***** PASSAGE GIVEN

Jim Rickards: "Now, political unification has had modest success. Military and foreign policy unification has really had no success at all. But the crown jewel of European unification is their monetary system, the euro and the European Central Bank. So that's the pinnacle of their world historical efforts to unify the continent. They're not going to give that away lightly. I mean, they view it in a much broader historical context than Wall Street and Americans. And so it's of the utmost importance to them. And they're going to do everything they can to preserve it.""


================================

And from Synthesis

"What happens if the Euro project fails?

5/22/98 ANOTHER (THOUGHTS!)

If the Euro does fail, gold will become the "world oil currency". We do know this full well, "the Central Banks will hoard all gold and buy any offered if this new European currency does not work" and "debt currencies fail". If this does come, no paper asset of world economic system will survive, nothing! Not a good thought, no? Thank You

6/4/98 ANOTHER ( THOUGHTS! )

The last small gold war ended in the early 1980s, as the choice was to use the US$ or go to a gold based economy. No other reserve currency existed, and gold lost the war as all continued to buy dollar reserves.

But by 1980, Europe was working with the BIS to implement a new "reserve currency".

The European plan was to support the $IMFS at least until a new fiat "reserve" currency could be established, one large enough to absorb the shock of a failing reserve currency, to avoid being forced back 100 years into a physical gold-based economy which would have been very traumatic. This effort took 20 years from 1980.
"

JR said...

Here is one more FOFOA comment, this one from Dilemma in respsosne to Desperado's complaints:

"Desperado,

I hear you on your objections to the leftist elite in Europe. But you must understand that the path to the euro was not a product of the left. It was a product of the conservative right. The road to the euro began in 1962 as a means to avoid future wars in Europe as well as to create an alternative to the dollar and the Bretton Woods system. Two noble goals. As ANOTHER called it, a return to the "Old World Order."

Question to Another from MK: ** It seems that both you and your friend believe that the world is splitting up into currency/trading blocks -- much as the world did for both World Wars. There has been much discussion around the world about the imposition of a NEW WORLD ORDER and international one world government. Simultaneously, we see another, opposing force at work -- regionalism, nationalism, even tribalism. What do you make of this? Is the Euro a child of the forces of the New World Order, or the forces of regionalism/nationalism/tribalism? **

ANOTHER's reply: I would say, "Old World Order" to return. To understand/explain better: "A very easy way to view this "order", would be to simply say that the American Experience is reaching the end! As we know, world war two left Europe and the world economy destroyed.


cont.

JR said...

cont.

**********
***** RAW RECORDS

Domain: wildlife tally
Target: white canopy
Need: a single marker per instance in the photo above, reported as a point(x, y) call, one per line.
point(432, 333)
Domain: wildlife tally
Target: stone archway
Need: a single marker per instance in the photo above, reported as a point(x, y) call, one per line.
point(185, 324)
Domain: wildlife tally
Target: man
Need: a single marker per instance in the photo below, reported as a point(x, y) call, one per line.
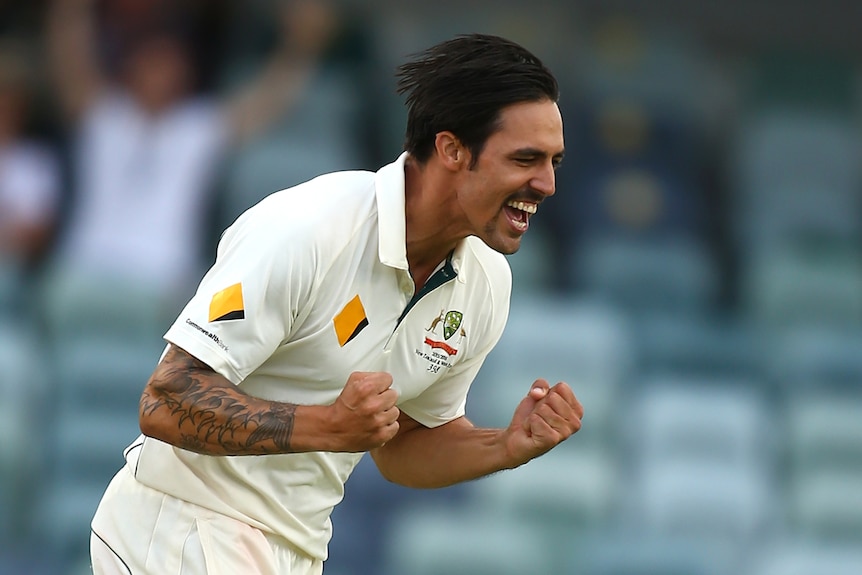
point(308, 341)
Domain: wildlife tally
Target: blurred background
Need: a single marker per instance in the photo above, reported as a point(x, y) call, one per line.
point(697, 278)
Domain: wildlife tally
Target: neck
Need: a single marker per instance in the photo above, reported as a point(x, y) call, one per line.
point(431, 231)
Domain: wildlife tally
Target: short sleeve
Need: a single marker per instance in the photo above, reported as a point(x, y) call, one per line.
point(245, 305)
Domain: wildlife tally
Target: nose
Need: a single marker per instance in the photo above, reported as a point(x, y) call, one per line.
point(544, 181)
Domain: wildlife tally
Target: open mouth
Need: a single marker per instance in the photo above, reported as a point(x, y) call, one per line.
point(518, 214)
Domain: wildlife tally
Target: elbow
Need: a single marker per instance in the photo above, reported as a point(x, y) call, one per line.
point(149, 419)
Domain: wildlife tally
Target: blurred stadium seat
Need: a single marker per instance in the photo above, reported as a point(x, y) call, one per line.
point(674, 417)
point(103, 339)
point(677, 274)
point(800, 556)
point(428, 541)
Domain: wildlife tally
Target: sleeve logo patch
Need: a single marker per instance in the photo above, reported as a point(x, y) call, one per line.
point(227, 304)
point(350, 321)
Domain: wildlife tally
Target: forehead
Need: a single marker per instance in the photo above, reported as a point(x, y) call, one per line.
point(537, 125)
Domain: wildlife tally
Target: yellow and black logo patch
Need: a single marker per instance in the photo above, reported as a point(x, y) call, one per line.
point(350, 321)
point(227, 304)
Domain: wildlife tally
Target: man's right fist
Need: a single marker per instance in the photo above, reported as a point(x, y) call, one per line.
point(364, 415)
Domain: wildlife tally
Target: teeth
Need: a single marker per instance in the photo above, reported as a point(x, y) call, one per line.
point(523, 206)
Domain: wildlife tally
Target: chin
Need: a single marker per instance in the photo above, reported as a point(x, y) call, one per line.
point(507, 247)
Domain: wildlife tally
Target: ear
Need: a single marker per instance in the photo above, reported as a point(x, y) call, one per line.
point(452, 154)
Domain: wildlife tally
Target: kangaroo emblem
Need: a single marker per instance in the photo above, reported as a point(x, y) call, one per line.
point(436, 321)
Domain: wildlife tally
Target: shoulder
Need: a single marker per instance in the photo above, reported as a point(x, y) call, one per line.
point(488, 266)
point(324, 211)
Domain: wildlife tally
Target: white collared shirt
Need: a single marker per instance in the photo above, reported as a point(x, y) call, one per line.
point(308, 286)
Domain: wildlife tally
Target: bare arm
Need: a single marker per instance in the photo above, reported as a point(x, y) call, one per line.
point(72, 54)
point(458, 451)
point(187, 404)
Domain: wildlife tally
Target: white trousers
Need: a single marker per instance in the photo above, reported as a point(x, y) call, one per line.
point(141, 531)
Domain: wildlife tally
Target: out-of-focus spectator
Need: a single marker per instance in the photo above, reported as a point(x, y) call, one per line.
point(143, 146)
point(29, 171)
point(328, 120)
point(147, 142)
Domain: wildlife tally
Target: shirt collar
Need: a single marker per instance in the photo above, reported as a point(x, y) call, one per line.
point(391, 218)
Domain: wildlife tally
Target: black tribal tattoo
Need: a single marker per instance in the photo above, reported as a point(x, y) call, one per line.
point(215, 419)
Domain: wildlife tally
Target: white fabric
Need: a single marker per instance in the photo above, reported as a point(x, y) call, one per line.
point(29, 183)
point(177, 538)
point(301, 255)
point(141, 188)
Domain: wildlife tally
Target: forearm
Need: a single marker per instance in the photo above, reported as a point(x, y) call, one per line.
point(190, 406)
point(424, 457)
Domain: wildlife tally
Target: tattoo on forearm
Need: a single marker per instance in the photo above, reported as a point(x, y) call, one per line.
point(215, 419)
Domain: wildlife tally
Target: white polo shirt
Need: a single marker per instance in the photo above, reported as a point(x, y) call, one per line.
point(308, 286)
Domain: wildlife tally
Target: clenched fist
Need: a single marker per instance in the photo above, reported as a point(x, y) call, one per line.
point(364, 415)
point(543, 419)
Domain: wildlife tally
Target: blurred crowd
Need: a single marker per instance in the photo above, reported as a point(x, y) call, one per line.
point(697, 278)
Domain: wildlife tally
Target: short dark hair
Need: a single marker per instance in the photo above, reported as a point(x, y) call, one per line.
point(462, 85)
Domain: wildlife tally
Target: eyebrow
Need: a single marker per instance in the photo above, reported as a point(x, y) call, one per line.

**********

**SET OF TASKS**
a) Duplicate the part of the passage on the euro that opens with the words containing "5/22/98 ANOTHER (THOUGHTS!)" and closes with "buy dollar reserves.".
b) Finish out the next part of the passage on the euro, picking up right after its last line.

**RESULTS IN ORDER**
a)
5/22/98 ANOTHER (THOUGHTS!)

If the Euro does fail, gold will become the "world oil currency". We do know this full well, "the Central Banks will hoard all gold and buy any offered if this new European currency does not work" and "debt currencies fail". If this does come, no paper asset of world economic system will survive, nothing! Not a good thought, no? Thank You

6/4/98 ANOTHER ( THOUGHTS! )

The last small gold war ended in the early 1980s, as the choice was to use the US$ or go to a gold based economy. No other reserve currency existed, and gold lost the war as all continued to buy dollar reserves.

b)
Here is more form that FOFOA comment with a larger except from Jim Rickards:

"And here's Jim Rickards on the euro:

Now the history of this is very significant. The euro system, and Greece in particular, those are not Wall Street piñata. I know traders like to bang them around, you know the spreads widen and then the spreads come in. There are trading opportunities there. But this is taken much more seriously by the Europeans. I mean you go all the way back to the Counter-Reformation in the late 16th century which was extremely bloody. And then the Thirty Years' War which was devastating. And then the Seven Years' War and the Napoleonic Wars, the Franco-Prussian War, World War One, World War Two... this is one catastrophe after another! And Europe literally destroyed itself and exhausted itself in fighting all these wars. And finally after WWII they said enough! We're going to pursue unification. It's the only way to keep from fighting each other.

Now, political unification has had modest success. Military and foreign policy unification has really had no success at all. But the crown jewel of European unification is their monetary system, the euro and the European Central Bank. So that's the pinnacle of their world historical efforts to unify the continent. They're not going to give that away lightly. I mean, they view it in a much broader historical context than Wall Street and Americans. And so it's of the utmost importance to them. And they're going to do everything they can to preserve it. And that's one reason, along with the gold, why I have confidence that Greece will not default.
"

JR said...

Via FOFOA's "The Gold Man" (not Goldman) at the BIS, here is Another:

"5/5/98 ANOTHER (THOUGHTS!)
Mr. Kosares,

A few thoughts for you, as the questions are asked.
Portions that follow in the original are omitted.